REQUISITOS DEL EJERCICIO
a. Cita textualmente el fragmento del texto sobre la visita del Papa que comienza con "Los organizadores de" y continúa hasta "escondamos, estamos aquí.".
b. ¿Cómo resumirías en una lista breve el párrafo del texto sobre la visita del Papa que empieza con "Los organizadores de este", sin perder sus datos principales?
c. Prosigue el texto sobre la visita del Papa a partir del punto en que termina.

TEXTO PROPORCIONADO
-.-.-

Alzad la mirada
Que gran suerte hemos tenido estos primeros días de junio de recibir la visita en nuestro país del Papa León XIV. Es una bendición recibir al obispo de Roma. Sólo con su presencia se ‘reactiva’ en nosotros esa parte de la fe que es la unidad, el sentirnos unidos en lo fundamental, unidos a Cristo. Con su presencia de nuevo nuestro corazón siente que todos formamos parte de un ‘mismo cuerpo’, con su misión, con su dignidad, con su importancia, con su sentido profundo de pertenencia. El Obispo de Roma desde siempre ha sido referencia de esta unidad, de este sentir, de esta verdad. Recibirle en nuestro país, poder participar en alguno de sus actos en Madrid, me ha llenado de sentido de pertenencia. Un sentimiento y una convicción, pero también un profundo compromiso y una misión.
Los organizadores de este ‘maratón de actos, encuentros y presencia han elegido un lema fantástico, de mucha profundidad y de mucho compromiso porque conduce a la acción: ‘Alzad la mirada’. Es mirar al futuro y llenarnos de esperanza. Cuántas veces Jesús en el evangelio se dirige a las personas con las que se encuentra, y propone que se levanten, que se pongan de pie. ‘Alzad la mirada’ es un anuncio de liberación, de llenarse de la dignidad con la que hemos sido creados, hijos de Dios. No nos escondamos, estamos aquí.
‘Alzad la mirada’ para seguir buscando la verdad, el camino y la vida, es decir, a Él. No nos escondamos. Estamos llamados a vivir y ser en el mundo con nuestra fe, a buscar en él con otros muchos, tejiendo redes con ellos, aquello que llene de esperanza el futuro de la humanidad, “alzad la mirada y contemplad los campos, que están ya dorados para la siega” (Jn 4,35). Nosotros como creyentes tenemos una gran propuesta de esperanza, Dios que no abandona, que levanta, que mira con misericordia, que ama… Nuestra propuesta es poner a la persona en el centro para que ella, imagen y semejanza de Dios, sea referente de lo que se propone y vive, no un mero instrumento o número de un mundo que se preocupa de otras cosas.

-.-.-

Registros almacenados
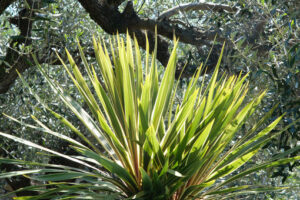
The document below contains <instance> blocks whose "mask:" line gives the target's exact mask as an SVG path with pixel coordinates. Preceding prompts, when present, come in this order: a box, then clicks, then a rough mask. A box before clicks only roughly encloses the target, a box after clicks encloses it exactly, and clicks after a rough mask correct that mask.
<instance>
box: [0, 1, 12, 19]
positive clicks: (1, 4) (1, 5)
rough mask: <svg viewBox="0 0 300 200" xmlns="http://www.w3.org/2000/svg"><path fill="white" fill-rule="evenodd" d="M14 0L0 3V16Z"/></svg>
mask: <svg viewBox="0 0 300 200" xmlns="http://www.w3.org/2000/svg"><path fill="white" fill-rule="evenodd" d="M15 1H16V0H1V1H0V15H1V14H2V13H3V12H4V10H6V8H7V7H8V6H10V5H11V4H12V3H13V2H15Z"/></svg>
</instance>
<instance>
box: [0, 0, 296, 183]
mask: <svg viewBox="0 0 300 200" xmlns="http://www.w3.org/2000/svg"><path fill="white" fill-rule="evenodd" d="M299 4H300V3H299V1H298V0H265V1H263V0H257V1H255V0H232V1H225V0H211V1H205V2H202V1H201V2H198V1H188V0H172V1H162V0H155V1H150V0H140V1H137V0H134V1H128V0H77V1H74V0H1V1H0V18H1V23H0V93H1V95H0V111H1V113H2V112H5V113H7V114H9V115H13V116H14V117H19V116H23V118H24V120H29V118H30V114H34V112H35V110H34V109H41V108H40V107H39V105H35V101H34V100H33V99H32V98H31V97H30V95H29V94H28V92H27V91H25V90H24V89H23V88H22V86H21V83H20V81H19V80H18V75H17V73H16V70H18V71H19V72H21V73H23V76H24V77H25V78H26V79H27V80H28V81H29V83H30V84H31V86H33V88H35V89H36V90H37V91H38V92H39V93H41V94H42V95H45V96H46V95H48V93H47V92H48V91H49V90H48V88H47V87H46V86H45V84H44V80H43V79H42V78H41V76H40V75H39V74H38V73H37V72H36V70H35V68H34V64H33V63H34V62H33V60H32V56H31V54H32V53H33V54H35V55H36V56H37V58H38V60H39V62H40V63H41V64H43V67H45V68H47V70H48V73H49V75H50V76H56V77H59V78H58V79H59V80H60V81H61V82H62V83H64V84H65V86H66V87H67V88H68V89H69V92H70V93H71V94H73V95H75V96H76V93H75V89H74V87H72V84H71V83H69V82H68V81H67V80H66V77H65V74H64V72H63V71H62V70H61V67H60V66H59V65H60V62H59V61H58V59H57V55H56V53H58V54H59V55H60V56H61V57H62V58H65V53H64V48H65V47H66V48H68V49H69V51H71V54H72V55H74V59H75V61H76V62H80V59H79V57H80V56H79V52H78V50H77V48H76V42H75V38H76V37H78V38H79V40H80V43H81V45H82V46H83V47H84V51H85V54H86V55H87V58H88V59H89V61H90V62H91V63H93V62H94V61H93V60H94V55H93V53H92V52H93V51H92V49H91V47H92V45H91V40H90V38H91V36H92V35H97V36H100V37H103V38H105V35H106V34H116V33H117V32H118V33H126V32H127V31H128V32H129V34H130V35H131V36H133V35H135V36H136V37H137V40H138V43H139V45H140V46H141V47H142V48H146V45H145V44H146V43H145V34H146V33H147V35H148V38H149V41H150V47H149V48H150V50H151V49H153V47H154V31H155V27H157V32H158V49H157V51H158V55H157V59H158V61H159V62H160V63H161V64H162V65H163V66H165V65H166V62H167V60H168V57H169V49H170V46H171V42H172V39H173V36H174V34H175V35H176V37H177V38H179V40H180V44H179V62H178V66H177V75H179V74H180V72H181V70H182V68H183V67H184V66H185V65H186V67H185V70H184V72H183V74H182V77H185V78H186V79H185V80H187V81H188V78H189V76H191V75H192V74H193V73H194V71H195V69H196V68H197V67H198V66H199V65H200V63H201V62H205V63H206V66H207V72H208V73H209V72H210V71H211V69H213V67H214V66H215V64H216V61H217V58H218V56H219V54H218V53H219V52H220V46H222V44H223V42H225V43H226V48H225V52H224V56H223V57H224V58H223V63H222V66H223V69H222V70H223V71H226V72H227V73H230V74H236V73H239V72H240V71H242V72H243V73H247V72H251V75H250V76H249V77H250V78H249V79H250V83H251V84H250V86H251V87H252V90H251V92H252V95H253V96H255V95H256V94H258V93H259V92H260V91H262V90H264V89H266V88H268V89H269V92H268V94H267V96H266V100H264V104H263V106H262V107H261V109H260V111H261V112H257V113H256V114H257V115H261V114H262V113H263V112H267V111H268V110H269V109H270V108H271V107H273V106H274V105H275V104H277V103H279V107H278V109H277V110H276V112H275V114H274V118H275V117H276V116H279V115H281V114H283V113H285V112H286V113H287V114H286V115H285V117H284V120H283V123H284V124H283V125H288V124H289V123H291V122H292V121H293V120H295V119H297V118H299V117H300V110H299V109H300V99H299V98H300V97H299V96H300V89H299V87H300V86H299V80H300V72H299V70H300V66H299V65H300V63H299V62H300V50H299V49H300V41H299V38H300V28H299V26H300V24H299V20H300V19H299V16H300V13H299V10H300V5H299ZM210 51H211V52H210ZM208 55H210V56H209V58H208V59H207V56H208ZM76 56H77V57H76ZM79 66H80V65H79ZM26 70H27V71H26ZM47 97H48V101H49V102H50V104H52V106H53V107H54V108H56V109H64V108H63V107H62V106H61V105H60V104H59V103H56V102H57V101H56V97H55V96H49V95H48V96H47ZM32 105H33V107H32ZM60 111H61V110H60ZM62 112H64V111H63V110H62ZM66 115H67V116H69V118H72V114H70V113H66ZM40 118H44V119H45V122H48V123H49V124H50V126H56V127H57V128H59V129H64V127H62V126H61V125H60V124H58V122H55V121H51V120H49V114H48V113H47V112H45V113H44V116H41V117H40ZM50 119H51V118H50ZM253 120H255V118H254V119H253ZM78 126H80V125H79V124H78ZM249 127H251V123H249V124H246V126H245V127H244V128H245V129H247V128H249ZM299 127H300V126H299V124H298V126H296V125H295V126H293V127H292V128H290V129H289V130H288V131H286V132H284V133H283V134H282V135H281V136H280V138H278V139H277V140H274V141H273V142H272V143H270V145H269V146H268V147H267V148H266V151H267V152H268V153H267V155H274V154H275V153H276V152H278V150H279V151H288V150H289V149H291V148H293V147H295V146H296V143H297V142H298V141H299V137H300V135H299V134H300V128H299ZM0 129H1V130H3V131H12V129H13V130H15V131H16V133H15V134H22V135H23V136H25V137H32V138H31V139H34V140H40V141H38V142H40V143H43V142H44V143H45V142H46V143H47V142H50V143H51V140H49V139H45V138H38V137H36V134H35V133H34V134H28V133H29V131H28V130H26V129H24V128H21V127H17V129H16V125H15V124H13V123H12V122H8V120H7V119H6V118H5V117H3V116H0ZM65 132H66V134H71V133H70V132H68V131H67V130H65ZM48 145H57V146H60V144H59V143H56V142H52V144H48ZM4 147H5V148H4ZM2 148H3V151H6V153H5V154H7V153H8V154H10V156H21V155H20V154H17V153H16V152H18V151H19V152H24V149H23V147H21V146H18V145H15V146H13V145H12V144H11V143H10V146H9V145H5V143H3V145H2ZM17 149H19V150H17ZM1 153H2V152H1ZM33 153H34V152H32V154H26V155H28V156H29V155H31V156H33V155H34V154H33ZM296 153H297V152H295V153H294V154H296ZM287 156H290V155H289V154H287ZM29 159H30V158H29ZM296 165H297V163H291V164H289V165H286V166H282V168H277V169H275V172H274V173H273V175H274V176H278V175H280V176H283V177H287V176H288V174H289V173H287V172H288V170H292V169H293V168H295V166H296ZM284 179H285V178H284ZM284 179H283V180H284Z"/></svg>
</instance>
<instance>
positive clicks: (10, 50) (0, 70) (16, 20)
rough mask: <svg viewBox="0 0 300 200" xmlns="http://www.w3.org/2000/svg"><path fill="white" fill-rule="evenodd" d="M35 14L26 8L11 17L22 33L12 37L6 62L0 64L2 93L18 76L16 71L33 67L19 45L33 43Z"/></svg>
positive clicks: (0, 80)
mask: <svg viewBox="0 0 300 200" xmlns="http://www.w3.org/2000/svg"><path fill="white" fill-rule="evenodd" d="M27 1H29V0H27ZM33 14H34V13H33V11H32V10H29V9H27V8H25V9H23V10H21V11H20V12H19V16H18V17H14V18H11V19H10V22H11V23H12V24H15V25H16V26H17V27H18V28H19V30H20V35H18V36H17V37H15V38H14V39H12V41H11V42H10V47H9V48H8V50H7V53H6V56H5V58H4V61H5V62H3V63H2V64H1V65H0V94H1V93H5V92H6V91H7V90H8V89H9V87H10V85H11V84H12V83H13V82H14V81H15V79H16V78H17V77H18V74H17V72H16V71H19V72H20V73H22V72H23V71H25V70H26V69H28V68H29V67H31V61H30V60H31V58H30V56H29V55H26V54H22V53H20V52H19V51H20V49H19V46H20V45H21V44H24V45H25V46H27V45H30V44H31V39H30V36H31V29H32V22H33V21H32V19H31V18H32V16H33ZM15 43H17V47H16V49H14V48H13V46H14V44H15ZM5 63H8V64H9V65H10V67H8V66H7V65H6V64H5ZM7 71H8V72H7Z"/></svg>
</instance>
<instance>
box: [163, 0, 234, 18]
mask: <svg viewBox="0 0 300 200" xmlns="http://www.w3.org/2000/svg"><path fill="white" fill-rule="evenodd" d="M191 10H209V11H214V12H220V11H227V12H237V11H238V8H236V7H231V6H227V5H221V4H214V3H186V4H182V5H179V6H176V7H173V8H171V9H169V10H166V11H165V12H163V13H162V14H161V15H160V16H159V17H158V20H162V19H169V18H170V17H171V16H173V15H176V14H177V13H178V12H180V11H181V12H187V11H191Z"/></svg>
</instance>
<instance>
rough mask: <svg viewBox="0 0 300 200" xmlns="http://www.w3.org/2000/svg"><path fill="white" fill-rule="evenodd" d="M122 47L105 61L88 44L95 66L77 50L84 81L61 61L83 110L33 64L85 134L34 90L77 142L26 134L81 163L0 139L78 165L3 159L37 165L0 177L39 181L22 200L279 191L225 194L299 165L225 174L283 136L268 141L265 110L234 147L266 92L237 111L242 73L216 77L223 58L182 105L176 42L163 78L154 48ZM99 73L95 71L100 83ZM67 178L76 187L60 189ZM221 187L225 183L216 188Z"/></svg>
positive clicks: (221, 196)
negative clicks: (252, 177) (143, 54)
mask: <svg viewBox="0 0 300 200" xmlns="http://www.w3.org/2000/svg"><path fill="white" fill-rule="evenodd" d="M125 40H126V41H125V42H124V40H123V39H121V38H120V37H118V36H116V37H115V38H113V39H112V40H111V42H110V44H111V48H110V50H111V53H109V51H108V50H107V48H106V46H105V44H104V42H101V40H97V39H95V38H93V43H94V49H95V56H96V59H97V66H93V65H89V64H88V62H87V60H86V58H85V56H84V53H83V51H82V48H81V47H80V45H79V51H80V55H81V58H82V62H83V65H84V67H85V70H86V74H87V77H85V78H84V77H83V75H82V73H81V72H80V70H79V68H78V67H77V65H76V64H75V62H74V60H73V58H72V56H71V55H70V54H69V53H68V51H67V56H68V60H69V65H66V64H65V63H64V62H63V61H62V60H61V62H62V65H63V66H64V68H65V70H66V71H67V72H68V74H69V77H70V78H71V79H72V81H73V82H74V84H75V86H76V87H77V89H78V91H79V93H80V94H81V96H82V98H83V99H84V101H85V104H86V105H87V106H88V109H89V111H86V110H84V109H83V108H82V106H81V105H80V104H79V103H77V102H76V101H75V100H74V99H72V98H71V96H70V95H68V94H67V93H66V92H64V89H63V87H61V86H60V85H59V83H57V82H55V81H53V80H52V79H50V78H49V77H48V76H47V73H46V72H45V71H44V69H43V68H42V67H41V66H39V65H38V64H37V66H38V68H39V70H40V71H41V73H42V74H43V75H44V76H45V78H46V80H47V81H48V83H49V84H50V86H51V88H52V91H53V94H55V95H58V96H59V97H60V99H61V101H62V102H63V103H64V105H65V106H66V107H68V108H69V109H70V110H71V111H72V112H73V113H74V114H75V115H76V116H77V118H78V120H80V121H81V123H82V124H83V125H84V126H85V127H86V129H87V132H88V133H89V134H90V135H86V134H83V133H82V132H80V131H79V130H78V129H77V128H76V127H75V126H74V125H72V123H71V122H70V121H68V120H67V119H66V118H65V117H64V116H63V115H61V114H59V113H56V112H54V111H53V110H51V108H50V107H48V106H47V105H45V103H44V102H43V100H42V99H40V98H39V96H38V95H37V94H35V93H34V91H31V92H32V93H33V94H34V95H35V97H36V99H37V100H38V101H39V102H40V103H41V104H43V105H44V106H45V108H46V109H48V110H49V111H50V112H51V113H52V114H53V115H54V116H55V117H57V118H58V119H59V120H60V121H61V122H62V123H63V124H65V125H66V126H68V127H70V129H72V131H73V132H74V133H76V134H77V135H78V136H79V138H81V141H83V142H82V143H80V142H79V141H76V140H74V139H72V138H70V137H67V136H65V135H64V134H63V133H58V132H55V131H54V130H50V129H49V128H48V127H47V126H46V125H45V124H43V123H42V122H41V121H39V120H38V119H37V118H35V117H34V116H32V117H33V119H34V120H35V121H36V123H37V126H34V125H29V124H25V126H28V127H31V128H34V129H38V130H40V131H43V132H45V133H48V134H52V135H54V136H56V137H58V138H59V139H61V140H65V141H67V142H69V143H70V148H73V149H74V150H76V151H77V152H78V155H65V154H62V153H59V152H56V151H54V150H51V149H48V148H45V147H42V146H40V145H37V144H34V143H32V142H30V141H27V140H24V139H21V138H18V137H15V136H13V135H9V134H5V133H0V135H2V136H4V137H6V138H9V139H12V140H14V141H16V142H20V143H23V144H26V145H28V146H31V147H35V148H38V149H40V150H42V151H45V152H47V153H49V154H50V155H55V156H60V157H63V158H65V159H67V160H70V161H72V162H75V163H77V164H79V165H82V167H80V168H74V167H70V166H62V165H60V164H59V163H58V164H56V165H54V164H40V163H34V162H28V161H22V160H13V159H6V158H1V162H2V163H10V164H18V165H24V166H26V167H28V166H34V168H31V169H27V170H22V171H14V172H6V173H2V174H1V175H0V177H1V178H7V177H12V176H17V175H24V176H26V177H28V178H30V179H33V180H37V181H40V182H39V183H40V185H34V186H29V187H27V188H22V189H20V190H35V191H38V192H39V195H36V196H33V197H27V198H28V199H45V198H47V199H101V198H111V199H148V200H149V199H155V200H158V199H161V200H168V199H170V200H171V199H172V200H179V199H181V200H183V199H216V198H225V199H226V198H228V197H230V196H234V195H242V194H246V193H253V192H254V193H255V192H265V191H269V190H276V189H285V188H284V187H267V186H261V185H238V186H232V185H233V183H234V182H235V181H238V180H240V179H241V178H243V177H244V176H246V175H249V174H251V173H254V172H256V171H259V170H261V169H265V168H267V167H272V166H276V165H281V164H285V163H288V162H292V161H295V160H297V159H299V158H300V157H299V156H298V157H293V158H288V159H286V158H283V157H284V155H283V154H281V155H278V156H277V157H275V158H274V159H273V160H270V161H268V162H266V163H263V164H259V165H255V166H253V167H252V168H248V169H246V170H244V171H239V173H238V174H235V175H231V176H230V174H232V172H234V171H236V170H240V169H239V168H240V167H241V166H242V165H244V164H245V163H246V162H247V161H249V160H250V159H251V158H252V157H253V156H254V155H255V154H256V153H257V152H258V151H259V150H260V149H261V148H262V146H264V144H266V143H267V142H268V141H270V140H271V139H272V137H275V136H276V135H278V134H279V133H280V132H281V131H279V132H275V133H272V134H271V133H270V132H271V131H272V129H274V127H275V126H276V125H277V124H278V122H279V121H280V119H281V118H282V117H279V118H277V119H275V120H274V121H273V122H272V123H271V124H269V125H268V126H265V124H266V120H267V119H268V118H269V117H270V116H271V114H272V112H273V110H274V109H272V110H271V111H269V112H268V113H266V115H264V116H263V117H262V118H261V119H260V120H258V121H257V123H255V124H251V128H250V129H249V130H248V131H247V132H246V133H244V134H243V135H242V137H241V139H239V140H237V137H235V136H236V134H237V133H238V131H239V129H240V128H241V126H242V125H244V124H245V122H246V121H247V119H248V118H249V117H250V116H251V115H252V114H253V112H254V111H255V110H256V108H257V106H258V105H259V104H260V102H261V100H262V98H263V96H264V95H265V92H263V93H261V94H260V95H259V96H257V97H256V98H254V99H253V100H251V101H250V102H249V103H247V104H246V103H243V101H244V99H245V97H246V94H247V90H248V84H247V83H246V81H245V80H246V77H247V75H246V76H241V75H240V76H230V77H226V75H223V76H221V77H220V78H218V69H219V65H220V62H221V57H220V59H219V61H218V64H217V66H216V68H215V71H214V73H213V75H212V77H211V79H210V81H209V83H208V85H207V86H205V85H204V81H202V82H200V83H199V76H200V74H201V71H202V67H199V70H198V71H197V73H196V74H195V75H194V76H193V77H192V78H191V79H190V81H189V84H188V87H187V89H186V90H185V92H184V94H183V96H182V101H181V102H180V103H176V101H175V93H176V88H177V84H176V80H175V70H176V47H177V44H178V43H177V41H174V49H173V51H172V53H171V56H170V59H169V63H168V65H167V67H166V69H165V72H164V74H163V76H162V78H161V80H160V78H159V77H161V76H159V74H158V70H157V63H156V62H155V60H156V58H155V57H156V50H155V51H154V52H153V54H152V56H150V53H149V45H148V43H147V47H146V54H145V56H142V54H141V52H140V49H139V46H138V43H137V41H136V40H134V41H133V42H132V40H131V39H130V38H129V36H128V35H127V38H126V39H125ZM142 57H145V58H143V59H142ZM96 67H98V69H96ZM96 71H100V75H99V74H98V73H96ZM22 80H23V79H22ZM87 80H88V81H87ZM203 80H204V79H203ZM23 82H24V84H25V85H27V84H26V82H25V81H24V80H23ZM27 87H28V88H29V86H28V85H27ZM29 89H30V88H29ZM30 90H31V89H30ZM9 118H10V119H12V120H15V121H17V122H18V120H17V119H15V118H12V117H9ZM262 126H265V127H262ZM287 128H288V127H286V128H284V129H283V130H282V131H284V130H286V129H287ZM273 132H274V131H273ZM232 141H235V143H234V144H233V143H232ZM285 154H286V153H285ZM70 179H71V180H72V179H73V181H66V180H70ZM220 179H222V180H223V181H218V180H220ZM46 186H49V187H46Z"/></svg>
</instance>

-.-.-

RESPUESTAS A LAS TAREAS
a.
Los organizadores de este ‘maratón de actos, encuentros y presencia han elegido un lema fantástico, de mucha profundidad y de mucho compromiso porque conduce a la acción: ‘Alzad la mirada’. Es mirar al futuro y llenarnos de esperanza. Cuántas veces Jesús en el evangelio se dirige a las personas con las que se encuentra, y propone que se levanten, que se pongan de pie. ‘Alzad la mirada’ es un anuncio de liberación, de llenarse de la dignidad con la que hemos sido creados, hijos de Dios. No nos escondamos, estamos aquí.

b.
- Los organizadores eligieron el lema "Alzad la mirada", profundo y comprometedor porque conduce a la acción.
- Significa mirar al futuro y llenarse de esperanza.
- En el evangelio, Jesús propone a menudo a quienes encuentra que se levanten y se pongan de pie.
- El lema es un anuncio de liberación y de la dignidad de ser creados hijos de Dios.
- Invita a no esconderse: "estamos aquí".

c.
Algunos quieren identificar este lema como una única referencia a la contemplación de Cristo sacramentado, de una mirada a la custodia en la exposición. ‘Alzad la mirada’ es mucho más, León XIV lo dejó claro en su homilía en la eucaristía celebrada en Cibeles, con más de un millón de personas celebrando con él el sacramento. El santo Padre lo explicó en una pequeña frase, señalando a los que “se arrodillan ante Dios y desprecian a los hermanos”. La mirada es a Dios y es al prójimo. No hay otra mirada.
Este lema maravilloso, ‘alzad la mirada’, debe también entenderse e interpretarse como dejar de mirar el ombligo y mirar a la cara de los que caminan con nosotros. Sentir y saber, conocer y amar a los que caminan con nosotros, a los que nos encontramos en el camino de la vida. Es una propuesta a la conversión. ‘Alzad la mirada’ a los pobres de este mundo que nos necesitan, que son 'custodias y sagrarios' vivos de la presencia real de Dios en la historia. Dios los llama bienaventurados, es con y en ellos como podemos descubrir la presencia del Señor. ‘Alzad la mirada’ a ellos para dar la vida con y por ellos. Él lo hizo mirando a todos los que se encontraba en los márgenes de los caminos, mirando a los ojos y buscando a aquellos que nadie quería ver a su lado y por eso eran excluidos. Los tocaba, los curaba, los invitaba a seguirle, los hacía de ‘su grupo’.
Estamos llamados a ponernos de pie, alzar la mirada y ver a los que caminan a nuestro lado, ellos son mis hermanos, con los que estoy llamado a construir el proyecto de Dios, la fraternidad, el reino.